Mani Wall and A Sacred Geography

June 11, 2006 – September 10, 2006

In Mani Wall and A Sacred Geography, Mary Heebner’s elegant, limited-edition book A Sacred Geography will be displayed in its entirety, along with a new series of her paintings, entitled Mani Wall, and magnificent photographs of Nepal and Tibet by Heebner’s husband, noted travel photographer Macduff Everton. The book combines beautiful pulp-painted sheets of handmade paper, letterpress text, and debossed images by Heebner created specifically for the sonnets about Tibet and the Himalayas written by her daughter, Sienna Craig, an anthropologist and writer who lived in Nepal intermittently from 1993–2005. In 1996 Craig led Heebner and Everton up the deepest gorge on earth, the Kali Gandaki, to the walled Kingdom of Lo in Nepal’s Mustang district, on the border with Tibet. Inspired by the natural colors of the landscape they encountered there, Heebner created the sheets of paper that frame Craig’s loving sonnets about the region, and used those hues to create the larger series of paintings also on display.

--

__PROBLEM REQUIREMENTS__.
Translate this sentence from the exhibition description into Spanish: "In 1996 Craig led Heebner and Everton up the deepest gorge on earth, the Kali Gandaki, to the walled Kingdom of Lo in Nepal’s Mustang district, on the border with Tibet." The items that come next are separate from the exhibition description.

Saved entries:
--

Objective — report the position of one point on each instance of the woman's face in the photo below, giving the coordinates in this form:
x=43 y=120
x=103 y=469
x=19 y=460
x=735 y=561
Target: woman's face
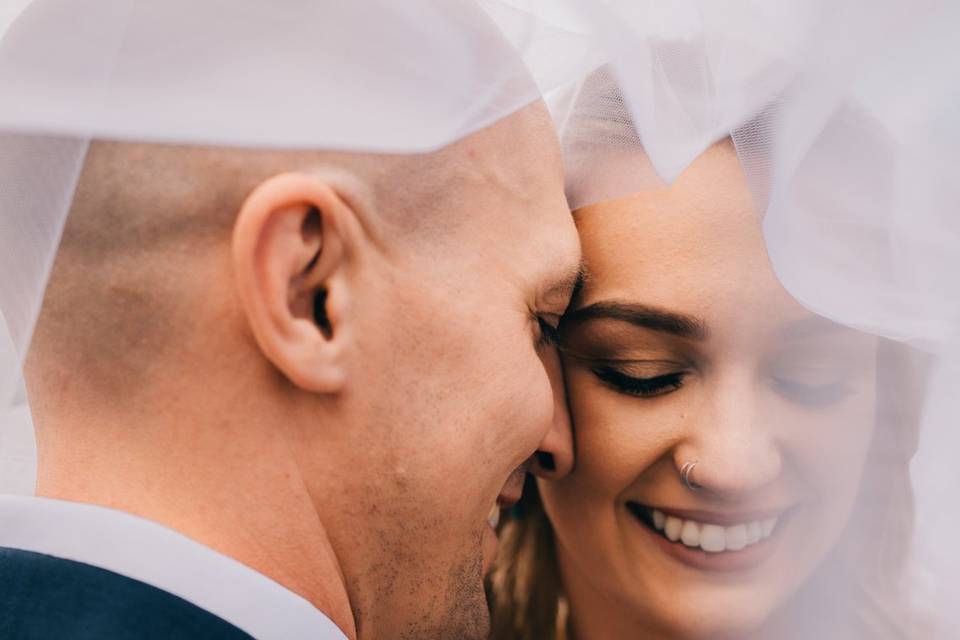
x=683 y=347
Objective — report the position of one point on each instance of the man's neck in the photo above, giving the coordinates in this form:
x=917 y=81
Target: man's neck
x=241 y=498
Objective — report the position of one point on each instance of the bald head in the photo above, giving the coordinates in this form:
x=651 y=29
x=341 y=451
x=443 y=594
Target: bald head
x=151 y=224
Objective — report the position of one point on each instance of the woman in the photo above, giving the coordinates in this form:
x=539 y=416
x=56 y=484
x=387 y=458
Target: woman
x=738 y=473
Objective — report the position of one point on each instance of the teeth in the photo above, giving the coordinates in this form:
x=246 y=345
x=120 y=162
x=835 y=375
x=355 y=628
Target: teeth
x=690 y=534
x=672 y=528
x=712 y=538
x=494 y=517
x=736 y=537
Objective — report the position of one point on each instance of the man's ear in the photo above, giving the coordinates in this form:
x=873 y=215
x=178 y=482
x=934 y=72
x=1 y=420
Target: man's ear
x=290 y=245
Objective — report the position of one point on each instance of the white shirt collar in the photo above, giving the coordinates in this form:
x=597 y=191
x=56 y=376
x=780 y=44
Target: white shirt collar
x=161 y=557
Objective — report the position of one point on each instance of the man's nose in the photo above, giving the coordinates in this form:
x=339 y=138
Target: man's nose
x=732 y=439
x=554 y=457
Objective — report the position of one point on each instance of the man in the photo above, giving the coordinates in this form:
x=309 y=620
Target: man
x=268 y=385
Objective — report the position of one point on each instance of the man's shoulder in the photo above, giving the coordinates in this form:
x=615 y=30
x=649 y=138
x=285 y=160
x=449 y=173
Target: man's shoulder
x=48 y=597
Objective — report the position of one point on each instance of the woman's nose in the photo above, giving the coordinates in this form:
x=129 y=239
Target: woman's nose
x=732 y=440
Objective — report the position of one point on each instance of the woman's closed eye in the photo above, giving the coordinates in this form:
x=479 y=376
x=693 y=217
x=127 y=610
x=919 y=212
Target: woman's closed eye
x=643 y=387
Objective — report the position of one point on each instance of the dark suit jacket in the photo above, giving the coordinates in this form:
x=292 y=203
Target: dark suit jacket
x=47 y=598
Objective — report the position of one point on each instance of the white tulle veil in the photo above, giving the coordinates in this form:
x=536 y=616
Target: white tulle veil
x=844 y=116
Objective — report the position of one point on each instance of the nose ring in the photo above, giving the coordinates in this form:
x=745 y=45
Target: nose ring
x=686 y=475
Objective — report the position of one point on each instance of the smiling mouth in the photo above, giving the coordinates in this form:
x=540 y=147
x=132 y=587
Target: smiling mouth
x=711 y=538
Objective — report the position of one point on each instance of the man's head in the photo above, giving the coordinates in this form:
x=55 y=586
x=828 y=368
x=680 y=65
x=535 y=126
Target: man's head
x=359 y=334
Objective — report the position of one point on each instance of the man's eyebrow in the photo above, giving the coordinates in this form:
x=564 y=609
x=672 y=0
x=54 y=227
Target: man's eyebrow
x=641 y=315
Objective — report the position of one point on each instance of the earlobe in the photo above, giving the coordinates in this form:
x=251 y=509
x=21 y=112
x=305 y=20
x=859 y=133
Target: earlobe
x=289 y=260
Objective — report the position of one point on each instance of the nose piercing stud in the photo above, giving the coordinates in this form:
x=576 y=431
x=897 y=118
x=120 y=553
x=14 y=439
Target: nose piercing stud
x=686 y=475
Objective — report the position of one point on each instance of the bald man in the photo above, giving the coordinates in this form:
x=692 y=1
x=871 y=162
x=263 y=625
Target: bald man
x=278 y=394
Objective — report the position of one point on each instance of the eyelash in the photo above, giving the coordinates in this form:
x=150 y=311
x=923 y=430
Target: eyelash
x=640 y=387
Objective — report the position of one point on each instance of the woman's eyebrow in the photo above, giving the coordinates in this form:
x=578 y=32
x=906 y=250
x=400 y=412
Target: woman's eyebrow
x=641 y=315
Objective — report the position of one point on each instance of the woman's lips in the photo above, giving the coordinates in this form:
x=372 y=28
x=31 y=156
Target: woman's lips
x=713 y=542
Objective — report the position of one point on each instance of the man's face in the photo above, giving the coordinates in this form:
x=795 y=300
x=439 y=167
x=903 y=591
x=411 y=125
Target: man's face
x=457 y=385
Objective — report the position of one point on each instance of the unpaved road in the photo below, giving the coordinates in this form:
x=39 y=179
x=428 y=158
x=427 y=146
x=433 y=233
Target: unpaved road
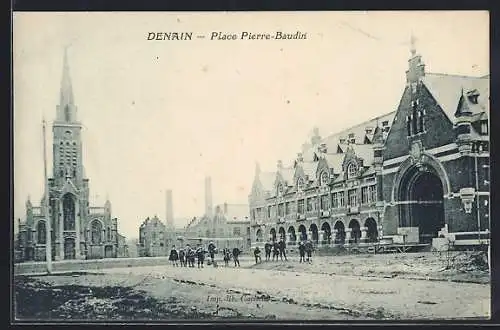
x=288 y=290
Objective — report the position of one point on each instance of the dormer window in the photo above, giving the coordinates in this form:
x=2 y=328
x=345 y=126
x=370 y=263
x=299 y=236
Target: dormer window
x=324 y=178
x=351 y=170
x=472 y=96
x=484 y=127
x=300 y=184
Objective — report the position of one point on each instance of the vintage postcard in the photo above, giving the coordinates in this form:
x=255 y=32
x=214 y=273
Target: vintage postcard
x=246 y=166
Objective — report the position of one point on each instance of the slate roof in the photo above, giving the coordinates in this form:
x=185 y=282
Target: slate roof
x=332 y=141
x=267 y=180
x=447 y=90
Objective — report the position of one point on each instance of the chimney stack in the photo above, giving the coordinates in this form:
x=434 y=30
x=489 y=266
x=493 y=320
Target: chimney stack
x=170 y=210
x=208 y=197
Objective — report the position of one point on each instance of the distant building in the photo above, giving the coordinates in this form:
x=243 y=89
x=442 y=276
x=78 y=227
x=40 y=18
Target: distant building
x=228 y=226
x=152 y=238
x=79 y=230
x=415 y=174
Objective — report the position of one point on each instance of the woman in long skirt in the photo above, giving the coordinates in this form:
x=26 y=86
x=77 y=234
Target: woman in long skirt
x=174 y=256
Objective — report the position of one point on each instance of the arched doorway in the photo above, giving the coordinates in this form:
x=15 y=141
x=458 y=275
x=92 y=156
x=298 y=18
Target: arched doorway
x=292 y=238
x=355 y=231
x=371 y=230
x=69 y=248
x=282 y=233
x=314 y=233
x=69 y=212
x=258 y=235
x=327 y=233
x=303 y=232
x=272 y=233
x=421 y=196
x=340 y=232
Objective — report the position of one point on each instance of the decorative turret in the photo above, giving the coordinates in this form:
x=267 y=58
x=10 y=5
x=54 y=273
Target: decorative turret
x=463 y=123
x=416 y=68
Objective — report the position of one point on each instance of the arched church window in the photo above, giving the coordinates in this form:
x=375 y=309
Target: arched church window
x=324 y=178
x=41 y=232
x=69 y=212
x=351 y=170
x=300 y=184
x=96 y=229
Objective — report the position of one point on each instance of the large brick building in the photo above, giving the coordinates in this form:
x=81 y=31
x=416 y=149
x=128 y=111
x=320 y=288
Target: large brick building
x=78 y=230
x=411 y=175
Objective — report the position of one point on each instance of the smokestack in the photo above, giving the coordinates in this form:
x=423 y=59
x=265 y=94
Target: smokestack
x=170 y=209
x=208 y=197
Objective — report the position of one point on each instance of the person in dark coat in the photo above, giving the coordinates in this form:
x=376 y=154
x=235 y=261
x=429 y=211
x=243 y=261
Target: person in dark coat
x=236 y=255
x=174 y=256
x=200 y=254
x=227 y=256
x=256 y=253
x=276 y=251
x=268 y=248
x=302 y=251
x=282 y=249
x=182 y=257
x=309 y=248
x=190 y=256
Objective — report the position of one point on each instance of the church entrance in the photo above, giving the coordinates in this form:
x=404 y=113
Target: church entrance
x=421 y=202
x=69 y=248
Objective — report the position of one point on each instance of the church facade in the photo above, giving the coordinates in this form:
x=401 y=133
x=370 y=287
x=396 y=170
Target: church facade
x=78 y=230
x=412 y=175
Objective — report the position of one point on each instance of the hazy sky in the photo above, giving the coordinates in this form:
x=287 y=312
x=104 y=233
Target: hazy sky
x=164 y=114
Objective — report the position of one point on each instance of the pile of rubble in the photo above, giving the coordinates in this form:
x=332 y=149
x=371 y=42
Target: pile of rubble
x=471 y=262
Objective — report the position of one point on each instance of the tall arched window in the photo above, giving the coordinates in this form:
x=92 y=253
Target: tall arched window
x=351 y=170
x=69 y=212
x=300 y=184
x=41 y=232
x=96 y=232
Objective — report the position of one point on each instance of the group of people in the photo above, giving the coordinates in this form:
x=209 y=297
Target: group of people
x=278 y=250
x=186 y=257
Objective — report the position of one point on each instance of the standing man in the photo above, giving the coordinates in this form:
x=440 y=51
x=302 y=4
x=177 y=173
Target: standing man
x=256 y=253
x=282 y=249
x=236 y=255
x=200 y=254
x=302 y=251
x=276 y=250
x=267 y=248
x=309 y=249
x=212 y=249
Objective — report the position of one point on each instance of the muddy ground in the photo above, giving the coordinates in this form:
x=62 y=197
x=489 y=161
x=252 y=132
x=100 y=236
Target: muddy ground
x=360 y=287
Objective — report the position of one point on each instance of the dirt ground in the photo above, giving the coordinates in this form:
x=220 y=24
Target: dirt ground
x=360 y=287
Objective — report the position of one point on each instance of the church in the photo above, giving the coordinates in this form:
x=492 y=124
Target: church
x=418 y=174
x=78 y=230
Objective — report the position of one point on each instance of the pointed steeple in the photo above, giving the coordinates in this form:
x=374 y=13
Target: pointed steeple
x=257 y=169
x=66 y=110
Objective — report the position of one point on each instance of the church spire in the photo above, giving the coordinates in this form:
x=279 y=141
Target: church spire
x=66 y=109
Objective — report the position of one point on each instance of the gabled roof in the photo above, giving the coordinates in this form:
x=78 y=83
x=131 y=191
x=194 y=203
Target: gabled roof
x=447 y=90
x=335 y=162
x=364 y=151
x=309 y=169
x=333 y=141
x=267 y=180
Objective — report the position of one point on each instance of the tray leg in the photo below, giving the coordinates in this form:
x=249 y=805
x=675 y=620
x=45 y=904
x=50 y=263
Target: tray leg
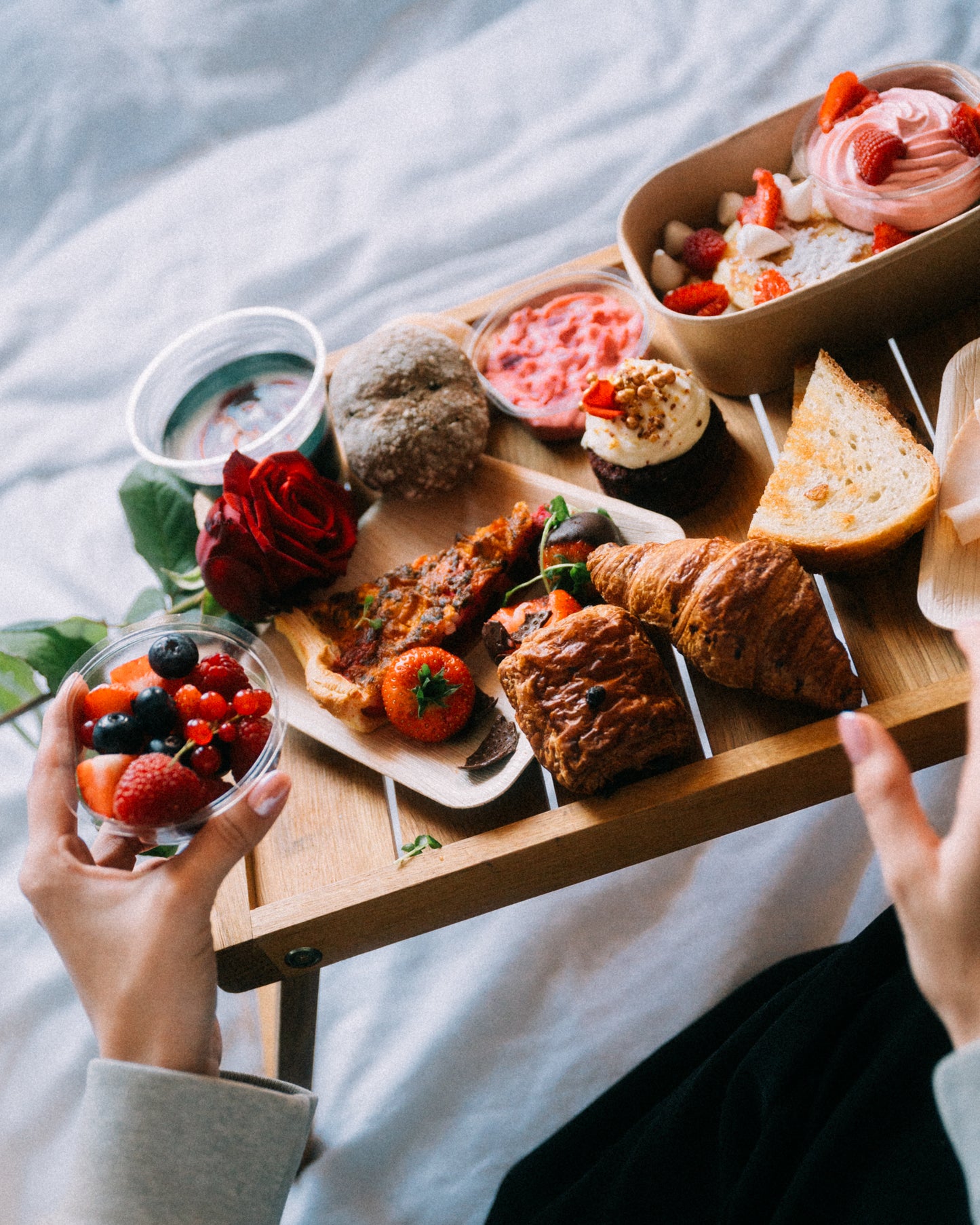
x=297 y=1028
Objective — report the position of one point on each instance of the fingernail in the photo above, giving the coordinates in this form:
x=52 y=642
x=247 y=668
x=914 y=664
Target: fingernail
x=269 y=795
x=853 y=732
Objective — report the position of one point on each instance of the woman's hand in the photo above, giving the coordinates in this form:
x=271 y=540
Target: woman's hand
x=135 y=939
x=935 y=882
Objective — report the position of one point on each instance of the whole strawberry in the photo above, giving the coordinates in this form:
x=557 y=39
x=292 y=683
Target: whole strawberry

--

__WRITTEN SOLUTION__.
En 1996, Craig guió a Heebner y a Everton remontando el desfiladero más profundo de la tierra, el Kali Gandaki, hasta el reino amurallado de Lo, en el distrito de Mustang de Nepal, en la frontera con el Tíbet.